## TASK DATA
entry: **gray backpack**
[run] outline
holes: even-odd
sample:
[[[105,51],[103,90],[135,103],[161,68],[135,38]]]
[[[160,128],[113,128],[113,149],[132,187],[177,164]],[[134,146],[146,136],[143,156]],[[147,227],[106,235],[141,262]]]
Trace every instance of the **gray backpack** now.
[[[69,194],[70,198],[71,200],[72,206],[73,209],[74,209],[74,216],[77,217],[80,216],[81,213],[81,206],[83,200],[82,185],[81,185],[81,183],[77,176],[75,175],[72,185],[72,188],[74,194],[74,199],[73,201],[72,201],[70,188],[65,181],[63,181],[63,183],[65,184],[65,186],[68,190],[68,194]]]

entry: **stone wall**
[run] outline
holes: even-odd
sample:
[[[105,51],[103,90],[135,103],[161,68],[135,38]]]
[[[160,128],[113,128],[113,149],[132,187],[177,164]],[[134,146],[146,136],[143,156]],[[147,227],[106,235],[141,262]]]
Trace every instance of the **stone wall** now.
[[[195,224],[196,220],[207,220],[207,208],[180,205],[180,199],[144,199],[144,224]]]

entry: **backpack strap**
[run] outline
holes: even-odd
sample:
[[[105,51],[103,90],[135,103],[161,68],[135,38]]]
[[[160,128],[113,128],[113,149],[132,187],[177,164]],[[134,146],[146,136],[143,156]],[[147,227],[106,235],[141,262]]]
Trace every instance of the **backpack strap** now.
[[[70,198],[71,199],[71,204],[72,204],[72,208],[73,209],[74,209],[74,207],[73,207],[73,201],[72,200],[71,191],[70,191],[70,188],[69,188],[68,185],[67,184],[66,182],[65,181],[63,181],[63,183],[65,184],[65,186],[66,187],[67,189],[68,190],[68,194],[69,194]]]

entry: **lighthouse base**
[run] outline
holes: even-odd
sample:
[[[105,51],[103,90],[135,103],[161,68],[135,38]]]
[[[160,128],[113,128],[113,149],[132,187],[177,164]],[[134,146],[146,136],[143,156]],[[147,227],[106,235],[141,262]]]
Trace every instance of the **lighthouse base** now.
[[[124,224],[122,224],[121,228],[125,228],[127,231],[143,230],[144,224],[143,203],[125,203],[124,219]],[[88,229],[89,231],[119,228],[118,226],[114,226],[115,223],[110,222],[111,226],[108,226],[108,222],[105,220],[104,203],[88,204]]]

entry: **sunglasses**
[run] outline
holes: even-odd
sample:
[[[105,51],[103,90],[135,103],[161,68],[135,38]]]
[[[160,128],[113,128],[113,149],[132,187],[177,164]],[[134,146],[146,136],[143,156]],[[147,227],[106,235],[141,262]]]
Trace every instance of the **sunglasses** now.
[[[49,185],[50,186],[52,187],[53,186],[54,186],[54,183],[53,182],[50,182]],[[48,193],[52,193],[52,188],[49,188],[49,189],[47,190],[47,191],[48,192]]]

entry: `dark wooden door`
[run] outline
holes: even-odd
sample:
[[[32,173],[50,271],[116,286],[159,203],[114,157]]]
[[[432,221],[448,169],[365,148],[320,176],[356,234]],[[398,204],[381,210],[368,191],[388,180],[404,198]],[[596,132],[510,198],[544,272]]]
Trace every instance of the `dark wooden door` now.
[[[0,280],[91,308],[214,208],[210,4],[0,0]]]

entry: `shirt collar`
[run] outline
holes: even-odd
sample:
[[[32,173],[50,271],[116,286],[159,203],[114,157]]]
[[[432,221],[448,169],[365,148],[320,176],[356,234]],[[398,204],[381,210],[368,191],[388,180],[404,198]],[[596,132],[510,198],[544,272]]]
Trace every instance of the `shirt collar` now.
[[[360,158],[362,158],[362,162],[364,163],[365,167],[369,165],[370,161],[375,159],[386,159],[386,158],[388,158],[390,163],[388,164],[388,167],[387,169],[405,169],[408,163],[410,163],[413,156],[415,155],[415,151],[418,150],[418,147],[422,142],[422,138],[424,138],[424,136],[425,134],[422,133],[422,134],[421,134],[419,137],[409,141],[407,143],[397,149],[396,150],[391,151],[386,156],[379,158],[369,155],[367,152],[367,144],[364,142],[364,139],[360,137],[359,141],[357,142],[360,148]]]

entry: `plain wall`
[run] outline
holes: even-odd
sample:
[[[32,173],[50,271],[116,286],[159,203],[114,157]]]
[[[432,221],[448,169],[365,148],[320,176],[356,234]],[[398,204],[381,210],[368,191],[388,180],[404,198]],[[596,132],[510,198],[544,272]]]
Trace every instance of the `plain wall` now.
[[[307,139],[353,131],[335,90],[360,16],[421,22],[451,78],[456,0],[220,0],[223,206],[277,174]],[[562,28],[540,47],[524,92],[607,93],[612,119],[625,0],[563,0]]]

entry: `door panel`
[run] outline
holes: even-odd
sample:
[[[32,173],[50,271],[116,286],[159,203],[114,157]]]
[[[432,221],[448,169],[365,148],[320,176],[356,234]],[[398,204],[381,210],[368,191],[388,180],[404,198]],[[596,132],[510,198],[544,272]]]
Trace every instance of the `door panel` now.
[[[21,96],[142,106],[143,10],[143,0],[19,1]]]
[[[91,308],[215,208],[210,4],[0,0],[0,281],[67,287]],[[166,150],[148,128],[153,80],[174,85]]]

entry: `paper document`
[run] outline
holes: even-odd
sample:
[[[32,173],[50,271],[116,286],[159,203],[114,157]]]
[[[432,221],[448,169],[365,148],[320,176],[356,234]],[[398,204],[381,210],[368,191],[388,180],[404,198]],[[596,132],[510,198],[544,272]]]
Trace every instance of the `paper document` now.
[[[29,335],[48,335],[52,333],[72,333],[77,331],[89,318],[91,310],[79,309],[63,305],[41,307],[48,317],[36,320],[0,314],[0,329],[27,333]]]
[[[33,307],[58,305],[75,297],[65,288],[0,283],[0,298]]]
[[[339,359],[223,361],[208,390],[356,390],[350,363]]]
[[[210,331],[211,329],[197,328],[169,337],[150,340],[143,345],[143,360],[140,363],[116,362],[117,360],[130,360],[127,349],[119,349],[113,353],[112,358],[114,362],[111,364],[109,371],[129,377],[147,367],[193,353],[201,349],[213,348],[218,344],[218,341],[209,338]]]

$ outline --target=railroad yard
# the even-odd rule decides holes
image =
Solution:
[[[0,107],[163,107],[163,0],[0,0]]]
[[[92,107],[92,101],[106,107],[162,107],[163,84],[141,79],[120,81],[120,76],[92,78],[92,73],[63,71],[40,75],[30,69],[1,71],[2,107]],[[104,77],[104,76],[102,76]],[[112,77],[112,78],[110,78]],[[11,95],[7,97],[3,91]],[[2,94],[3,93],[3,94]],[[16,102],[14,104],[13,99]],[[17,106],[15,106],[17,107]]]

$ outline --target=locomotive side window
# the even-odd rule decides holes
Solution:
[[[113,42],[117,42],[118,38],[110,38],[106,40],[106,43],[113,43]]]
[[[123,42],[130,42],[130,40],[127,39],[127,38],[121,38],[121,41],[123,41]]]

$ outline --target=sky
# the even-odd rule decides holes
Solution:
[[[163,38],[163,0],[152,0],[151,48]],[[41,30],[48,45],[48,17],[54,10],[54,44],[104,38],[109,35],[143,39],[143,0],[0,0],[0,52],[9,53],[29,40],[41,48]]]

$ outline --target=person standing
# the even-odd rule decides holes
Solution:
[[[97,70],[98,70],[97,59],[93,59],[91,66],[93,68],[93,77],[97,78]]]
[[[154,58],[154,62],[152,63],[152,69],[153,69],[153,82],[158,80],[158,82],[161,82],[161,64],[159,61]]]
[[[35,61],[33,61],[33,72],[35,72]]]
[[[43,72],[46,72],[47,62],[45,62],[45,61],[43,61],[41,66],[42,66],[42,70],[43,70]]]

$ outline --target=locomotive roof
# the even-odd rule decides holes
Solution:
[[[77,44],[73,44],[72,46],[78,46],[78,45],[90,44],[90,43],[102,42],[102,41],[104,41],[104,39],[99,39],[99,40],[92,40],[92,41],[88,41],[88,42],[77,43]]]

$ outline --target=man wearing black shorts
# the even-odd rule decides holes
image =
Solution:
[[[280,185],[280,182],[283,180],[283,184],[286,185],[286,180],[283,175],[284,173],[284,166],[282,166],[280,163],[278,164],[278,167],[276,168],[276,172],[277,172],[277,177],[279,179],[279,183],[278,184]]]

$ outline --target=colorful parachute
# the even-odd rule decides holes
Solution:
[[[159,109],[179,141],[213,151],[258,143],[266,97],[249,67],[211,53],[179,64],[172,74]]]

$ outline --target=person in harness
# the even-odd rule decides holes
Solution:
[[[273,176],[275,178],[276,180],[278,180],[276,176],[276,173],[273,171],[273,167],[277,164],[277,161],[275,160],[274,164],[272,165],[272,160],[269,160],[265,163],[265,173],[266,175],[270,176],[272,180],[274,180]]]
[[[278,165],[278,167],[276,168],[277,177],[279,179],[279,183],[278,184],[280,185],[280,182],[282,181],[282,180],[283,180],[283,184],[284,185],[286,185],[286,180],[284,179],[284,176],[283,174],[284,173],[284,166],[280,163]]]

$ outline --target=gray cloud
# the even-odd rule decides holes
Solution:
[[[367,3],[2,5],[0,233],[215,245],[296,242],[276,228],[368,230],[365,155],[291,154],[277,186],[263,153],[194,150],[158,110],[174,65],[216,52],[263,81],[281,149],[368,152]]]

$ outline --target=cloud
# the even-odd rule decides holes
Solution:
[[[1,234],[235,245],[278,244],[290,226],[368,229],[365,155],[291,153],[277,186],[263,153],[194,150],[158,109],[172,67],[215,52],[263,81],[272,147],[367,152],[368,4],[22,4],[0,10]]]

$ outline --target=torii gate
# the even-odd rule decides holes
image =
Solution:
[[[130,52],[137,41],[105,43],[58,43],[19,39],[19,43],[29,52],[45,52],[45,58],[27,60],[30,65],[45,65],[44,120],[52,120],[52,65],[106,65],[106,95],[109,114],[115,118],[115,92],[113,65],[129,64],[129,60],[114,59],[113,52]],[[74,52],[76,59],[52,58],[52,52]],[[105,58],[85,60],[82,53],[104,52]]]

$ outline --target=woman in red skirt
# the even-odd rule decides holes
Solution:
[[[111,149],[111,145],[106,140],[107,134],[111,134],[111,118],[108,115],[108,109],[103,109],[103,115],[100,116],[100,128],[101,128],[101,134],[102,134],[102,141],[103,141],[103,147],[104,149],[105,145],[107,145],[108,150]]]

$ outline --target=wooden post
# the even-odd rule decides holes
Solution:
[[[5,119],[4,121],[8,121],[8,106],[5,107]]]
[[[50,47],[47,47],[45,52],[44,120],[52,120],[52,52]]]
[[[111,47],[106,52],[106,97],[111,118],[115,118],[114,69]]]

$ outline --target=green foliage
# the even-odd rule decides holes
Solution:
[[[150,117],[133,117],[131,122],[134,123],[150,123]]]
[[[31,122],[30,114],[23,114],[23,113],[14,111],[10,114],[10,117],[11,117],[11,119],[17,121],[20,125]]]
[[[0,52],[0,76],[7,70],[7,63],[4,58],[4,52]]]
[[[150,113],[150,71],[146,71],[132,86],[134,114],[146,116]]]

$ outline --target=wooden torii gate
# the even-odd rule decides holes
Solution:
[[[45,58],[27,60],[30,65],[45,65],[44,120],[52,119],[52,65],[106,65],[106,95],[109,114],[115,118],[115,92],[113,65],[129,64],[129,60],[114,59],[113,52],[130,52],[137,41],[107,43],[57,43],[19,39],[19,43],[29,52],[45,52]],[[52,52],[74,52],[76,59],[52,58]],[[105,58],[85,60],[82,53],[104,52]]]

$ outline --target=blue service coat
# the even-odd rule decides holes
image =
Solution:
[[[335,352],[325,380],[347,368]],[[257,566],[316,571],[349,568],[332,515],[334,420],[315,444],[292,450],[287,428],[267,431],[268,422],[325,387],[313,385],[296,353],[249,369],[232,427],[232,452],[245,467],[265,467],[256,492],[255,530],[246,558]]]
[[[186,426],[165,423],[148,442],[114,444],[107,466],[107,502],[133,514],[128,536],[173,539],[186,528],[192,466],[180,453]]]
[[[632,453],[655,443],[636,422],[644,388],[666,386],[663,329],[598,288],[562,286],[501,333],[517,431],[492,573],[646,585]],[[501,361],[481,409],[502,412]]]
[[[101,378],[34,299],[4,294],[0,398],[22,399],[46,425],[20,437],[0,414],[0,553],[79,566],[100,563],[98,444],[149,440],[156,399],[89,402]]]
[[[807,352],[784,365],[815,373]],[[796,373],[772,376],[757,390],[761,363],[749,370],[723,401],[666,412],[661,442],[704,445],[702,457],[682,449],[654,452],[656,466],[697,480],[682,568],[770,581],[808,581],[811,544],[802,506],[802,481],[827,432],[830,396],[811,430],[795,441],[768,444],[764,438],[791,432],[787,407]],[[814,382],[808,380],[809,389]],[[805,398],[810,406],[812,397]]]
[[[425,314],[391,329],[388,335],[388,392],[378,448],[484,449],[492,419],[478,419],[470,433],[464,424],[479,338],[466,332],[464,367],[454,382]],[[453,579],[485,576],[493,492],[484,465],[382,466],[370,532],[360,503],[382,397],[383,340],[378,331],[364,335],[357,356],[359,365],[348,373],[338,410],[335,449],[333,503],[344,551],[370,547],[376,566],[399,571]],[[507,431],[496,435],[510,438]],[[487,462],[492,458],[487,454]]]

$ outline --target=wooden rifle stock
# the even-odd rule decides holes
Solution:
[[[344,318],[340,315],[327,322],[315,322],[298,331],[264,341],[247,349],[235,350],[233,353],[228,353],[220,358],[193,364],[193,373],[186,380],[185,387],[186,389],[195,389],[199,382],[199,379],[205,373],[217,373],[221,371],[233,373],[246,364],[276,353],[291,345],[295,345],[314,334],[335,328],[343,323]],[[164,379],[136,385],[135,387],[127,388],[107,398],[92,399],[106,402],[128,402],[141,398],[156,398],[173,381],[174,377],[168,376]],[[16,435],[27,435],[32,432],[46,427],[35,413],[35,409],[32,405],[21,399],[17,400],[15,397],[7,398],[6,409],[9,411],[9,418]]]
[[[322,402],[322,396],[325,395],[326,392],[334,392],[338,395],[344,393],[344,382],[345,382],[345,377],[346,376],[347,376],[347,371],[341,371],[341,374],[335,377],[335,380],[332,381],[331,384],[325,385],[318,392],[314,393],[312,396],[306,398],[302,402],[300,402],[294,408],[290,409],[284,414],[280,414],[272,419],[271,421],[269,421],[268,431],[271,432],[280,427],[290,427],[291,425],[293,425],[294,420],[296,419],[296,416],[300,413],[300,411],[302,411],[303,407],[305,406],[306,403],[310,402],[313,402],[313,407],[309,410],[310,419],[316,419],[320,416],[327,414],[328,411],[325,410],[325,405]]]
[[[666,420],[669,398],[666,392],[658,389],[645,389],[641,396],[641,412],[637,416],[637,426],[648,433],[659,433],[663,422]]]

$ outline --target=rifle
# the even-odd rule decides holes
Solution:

## WHAT IS REQUIRED
Copy the lines starting at the one containing "entry: **stone wall**" and ending at the one containing "Trace every instance of the **stone", swapping "stone wall" for "brick wall" and leaving everything else as it is.

## EXERCISE RESPONSE
entry: **brick wall**
[run] outline
holes: even-odd
sample:
[[[105,51],[103,90],[135,103],[161,68],[135,38]]]
[[[160,128],[113,128],[113,149],[132,187],[177,164]],[[134,146],[146,136],[143,156]],[[147,227],[106,235],[141,262]]]
Trace every instance of the **brick wall** now.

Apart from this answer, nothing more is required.